» Task objective
Return exactly and only these lines: the first of the listing through the one containing "MULTIPOLYGON (((128 193, 110".

» Provided entries
"""
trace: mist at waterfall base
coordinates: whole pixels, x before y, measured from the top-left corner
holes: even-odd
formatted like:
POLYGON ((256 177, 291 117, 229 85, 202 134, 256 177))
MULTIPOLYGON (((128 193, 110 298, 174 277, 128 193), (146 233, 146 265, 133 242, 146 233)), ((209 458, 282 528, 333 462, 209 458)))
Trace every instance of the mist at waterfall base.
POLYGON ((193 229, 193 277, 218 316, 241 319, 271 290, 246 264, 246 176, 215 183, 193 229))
"""
» Response box
trace: mist at waterfall base
coordinates: whole pixels, x before y, measured from the top-left corner
holes: even-odd
formatted like:
POLYGON ((256 177, 291 117, 229 85, 202 134, 256 177))
MULTIPOLYGON (((128 193, 110 298, 174 277, 128 193), (146 233, 146 265, 133 242, 146 233)), ((209 458, 282 528, 333 462, 209 458)))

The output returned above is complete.